[START OF THE DATA]
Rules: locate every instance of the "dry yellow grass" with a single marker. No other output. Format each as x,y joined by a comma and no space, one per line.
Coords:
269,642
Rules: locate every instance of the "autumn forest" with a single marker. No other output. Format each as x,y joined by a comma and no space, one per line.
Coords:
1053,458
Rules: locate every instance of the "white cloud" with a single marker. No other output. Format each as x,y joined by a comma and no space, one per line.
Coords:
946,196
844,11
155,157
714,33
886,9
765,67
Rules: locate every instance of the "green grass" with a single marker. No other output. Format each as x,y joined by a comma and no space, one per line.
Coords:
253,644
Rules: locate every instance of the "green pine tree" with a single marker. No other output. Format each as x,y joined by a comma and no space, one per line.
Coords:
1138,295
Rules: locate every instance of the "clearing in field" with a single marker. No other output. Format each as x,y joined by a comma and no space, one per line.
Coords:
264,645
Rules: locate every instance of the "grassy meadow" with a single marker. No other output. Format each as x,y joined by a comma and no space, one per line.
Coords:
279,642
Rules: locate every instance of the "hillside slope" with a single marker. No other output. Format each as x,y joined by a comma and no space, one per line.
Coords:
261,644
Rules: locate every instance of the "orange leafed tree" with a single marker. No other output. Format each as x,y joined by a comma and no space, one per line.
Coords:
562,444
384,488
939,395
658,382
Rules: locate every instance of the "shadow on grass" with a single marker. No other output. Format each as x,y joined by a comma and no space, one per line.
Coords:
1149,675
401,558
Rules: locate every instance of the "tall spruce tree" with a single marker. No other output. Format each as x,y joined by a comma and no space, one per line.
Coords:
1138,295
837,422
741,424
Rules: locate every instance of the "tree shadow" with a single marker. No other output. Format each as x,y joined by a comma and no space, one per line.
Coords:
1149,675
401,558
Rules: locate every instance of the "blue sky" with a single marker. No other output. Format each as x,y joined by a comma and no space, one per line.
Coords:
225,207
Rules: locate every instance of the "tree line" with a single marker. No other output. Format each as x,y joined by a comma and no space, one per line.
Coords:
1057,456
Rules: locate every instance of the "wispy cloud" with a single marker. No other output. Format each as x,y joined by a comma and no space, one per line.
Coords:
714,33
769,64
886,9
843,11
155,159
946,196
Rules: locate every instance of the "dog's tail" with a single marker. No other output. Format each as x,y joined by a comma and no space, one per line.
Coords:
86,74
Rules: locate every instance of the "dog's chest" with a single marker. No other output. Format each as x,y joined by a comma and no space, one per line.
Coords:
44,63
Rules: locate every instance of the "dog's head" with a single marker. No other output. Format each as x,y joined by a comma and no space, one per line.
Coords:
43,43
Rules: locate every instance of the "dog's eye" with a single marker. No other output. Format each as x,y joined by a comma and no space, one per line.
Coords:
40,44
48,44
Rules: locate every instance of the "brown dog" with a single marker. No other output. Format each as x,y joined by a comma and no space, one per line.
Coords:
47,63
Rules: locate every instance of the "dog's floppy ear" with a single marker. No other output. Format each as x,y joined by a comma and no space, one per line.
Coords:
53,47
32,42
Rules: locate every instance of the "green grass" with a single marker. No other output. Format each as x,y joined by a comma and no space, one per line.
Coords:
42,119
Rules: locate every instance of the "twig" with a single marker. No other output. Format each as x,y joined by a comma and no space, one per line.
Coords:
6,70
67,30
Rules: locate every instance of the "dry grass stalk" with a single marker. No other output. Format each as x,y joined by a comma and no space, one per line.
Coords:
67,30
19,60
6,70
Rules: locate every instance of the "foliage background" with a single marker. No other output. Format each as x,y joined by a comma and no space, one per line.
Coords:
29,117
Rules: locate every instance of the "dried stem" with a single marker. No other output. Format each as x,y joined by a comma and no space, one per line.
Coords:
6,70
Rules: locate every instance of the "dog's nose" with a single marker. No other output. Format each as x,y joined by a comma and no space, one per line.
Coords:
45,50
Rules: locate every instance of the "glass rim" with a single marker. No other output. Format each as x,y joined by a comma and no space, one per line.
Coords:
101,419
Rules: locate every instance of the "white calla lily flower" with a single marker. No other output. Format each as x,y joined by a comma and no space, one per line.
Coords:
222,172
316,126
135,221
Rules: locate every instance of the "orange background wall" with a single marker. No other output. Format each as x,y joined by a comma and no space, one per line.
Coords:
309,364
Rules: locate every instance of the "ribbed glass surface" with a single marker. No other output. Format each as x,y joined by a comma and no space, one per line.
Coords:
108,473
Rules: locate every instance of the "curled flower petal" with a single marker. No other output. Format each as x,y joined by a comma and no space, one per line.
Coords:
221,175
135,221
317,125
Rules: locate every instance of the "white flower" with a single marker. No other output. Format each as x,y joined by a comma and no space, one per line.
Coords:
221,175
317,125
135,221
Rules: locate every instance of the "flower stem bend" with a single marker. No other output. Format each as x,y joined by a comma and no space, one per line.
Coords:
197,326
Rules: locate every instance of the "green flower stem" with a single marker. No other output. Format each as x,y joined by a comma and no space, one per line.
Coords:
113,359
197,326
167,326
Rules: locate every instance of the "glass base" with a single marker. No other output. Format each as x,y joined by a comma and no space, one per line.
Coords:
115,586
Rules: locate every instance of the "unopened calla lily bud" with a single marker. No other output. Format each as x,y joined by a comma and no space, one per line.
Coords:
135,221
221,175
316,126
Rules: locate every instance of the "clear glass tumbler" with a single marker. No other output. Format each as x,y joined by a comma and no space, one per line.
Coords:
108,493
[END OF THE DATA]
*INSTRUCTIONS FOR THE TASK*. Transcribe every entry word for word.

*TASK SOLUTION*.
Rules: locate every instance of the "dry yellow grass" with a single marker. No other output. Format each as x,y joined by a comma and no space, one per line.
Coords:
269,642
Rules: locate every instance of the "autumn forest" with a single marker. No other output. Format each as x,y joined by a comma and no space, one per line.
Coords:
1053,458
Rules: locate every instance of the "white cloud" with a single marker. No other output. Format each as x,y joined by a comma and no space, one per line.
Coords:
946,196
844,11
155,157
714,33
886,9
765,67
Rules: locate every instance of the "green grass" with a single marker. No other output. Format each as x,y joined by a comma and no space, one per line.
Coords:
253,644
Rules: locate every instance of the "green pine tree" with a single marker. No other output. Format each as x,y joined by a comma and no space, one per line.
Coords:
1138,295
Rules: locate every instance of the "clearing in field" with a single marker. No other output. Format each as x,y joined by a comma and no space, one per line.
Coords:
264,645
Rules: locate every instance of the "grassy meadow" with a single marker. No other output. Format each as x,y joined by a comma and no space, one per line.
Coords:
279,642
Rules: locate every instance of the "hillside slope" with a single marker. No other output. Format each as x,y joined by a comma and no space, one per line.
Coords:
261,644
Rules: locate every instance of the "orange leafed tree" with a single marker. No other output. Format each as x,y joined by a comma and no space, one per line.
Coords:
562,444
384,488
939,395
658,382
Rules: locate every instance of the "shadow on grass" with a single marker. No other output. Format each as x,y joined by a comma and no space, one per line.
Coords:
1149,675
401,558
Rules: locate every instance of the "tall spruce tree" with a single marker. No other output. Format each as x,y joined by a comma and no space, one per line.
Coords:
1138,295
837,422
741,424
Rules: locate every instance of the "tree shadow" with a single marker. No other output. Format each as x,y joined by a comma and no space, one per line.
Coords:
1149,675
401,558
Rules: locate every instance of the "blue sky" with a single marker. No other output. Format each as x,y joined by a comma and no space, one per line.
Coords:
225,207
Rules: locate every instance of the "tree line" with a single marker. No other output. Format each as x,y joined by a comma and no space, one per line.
Coords:
1057,456
Rules: locate every instance of the "wispy cloud" with a single marker. No other output. Format each as x,y joined by a comma and no space, one per line.
Coords:
714,33
769,64
886,9
843,11
155,159
946,196
Rules: locate every instance of the "dog's tail" with a single marker. No other output. Format each as x,y joined by a comma and no space, one per line.
Coords:
86,74
Rules: locate every instance of the "dog's chest" with a single marker. No other output. Format each as x,y joined by a comma and no space, one per line.
Coords:
44,63
Rules: locate every instance of the "dog's head" with a single marker. No other output. Format each as x,y joined by a comma and no space, one per line.
Coords:
43,43
Rules: locate every instance of the "dog's eye" with a single marker. No other output. Format each as x,y joined by a comma and no space, one per line.
Coords:
40,44
48,44
Rules: locate every instance of the "brown dog" with a single marker. No other output. Format each as x,y joined by a comma and no space, one per line.
Coords:
47,63
Rules: locate every instance of the "dog's floppy ear" with a single marker. No other output. Format each as x,y joined by a comma and no space, one per line.
Coords:
53,47
32,42
Rules: locate every instance of the "green grass" with a single marker. No other output. Format each as x,y joined by a comma and no space, one per line.
Coords:
42,119
Rules: locate every instance of the "twig" with a single marker. No other output. Format each as x,y joined by a comma and no space, one per line.
Coords:
6,70
67,30
Rules: locate every instance of the "dry grass stalk" with a single marker. No other output. Format each as x,y joined by a comma and no space, one per line.
Coords:
67,30
19,60
6,70
Rules: locate every instance of the "foliage background" with a single marker. No other output. Format each as x,y joined by a comma and no space, one per line.
Coords:
29,117
Rules: locate every instance of the "dried stem" with a single marker. No other output. Format each as x,y joined by a comma and no space, one per line.
Coords:
6,70
Rules: locate every instance of the "dog's nose" with a single marker. No other output. Format each as x,y joined by a comma and no space, one per line.
Coords:
45,50
Rules: locate every instance of the "glass rim" with a single marker. No other output. Format each as x,y joined by a comma and no space, one per line.
Coords:
101,419
Rules: locate every instance of the "white calla lily flower" with a single marker. No other output. Format each as x,y joined by a comma and no space, one per line.
Coords:
222,172
316,126
135,221
Rules: locate every instance of the "orange background wall" with a single marker. No other output. Format each as x,y joined by a comma and no space, one per line.
Coords:
309,364
Rules: locate every instance of the "ribbed glass surface" with a single marker. No other output. Format each as x,y joined by a comma and no space, one per line.
Coords:
108,473
Rules: locate every instance of the "curled flower petal" with a single marker. No other output. Format each as x,y joined by a comma and no space, one per line.
Coords:
221,175
135,221
317,125
Rules: locate every instance of the "white flower" with a single marker. No other output. Format each as x,y joined by a comma and no space, one per line.
Coords:
221,175
317,125
135,221
Rules: locate every instance of the "flower stem bend" with a single marker. No other output. Format each as x,y joined by a comma and no space, one per line.
Coords:
197,326
Rules: locate every instance of the "green flower stem" with a single marker. No other output. Format each as x,y joined by a comma and no space, one per line.
Coords:
113,359
197,326
167,326
Rules: locate every instance of the "glass base" with a single marker. No other output. Format each as x,y joined by a comma and no space, one per line.
Coords:
115,586
Rules: locate every instance of the "unopened calla lily bud" with a single marker. No other output. Format each as x,y joined by a comma and no space, one per line.
Coords:
135,221
221,175
316,126
Rules: locate every instance of the "clear glass tumbler" with a single marker. No other output. Format each as x,y joined by a comma and no space, one per line.
Coords:
108,493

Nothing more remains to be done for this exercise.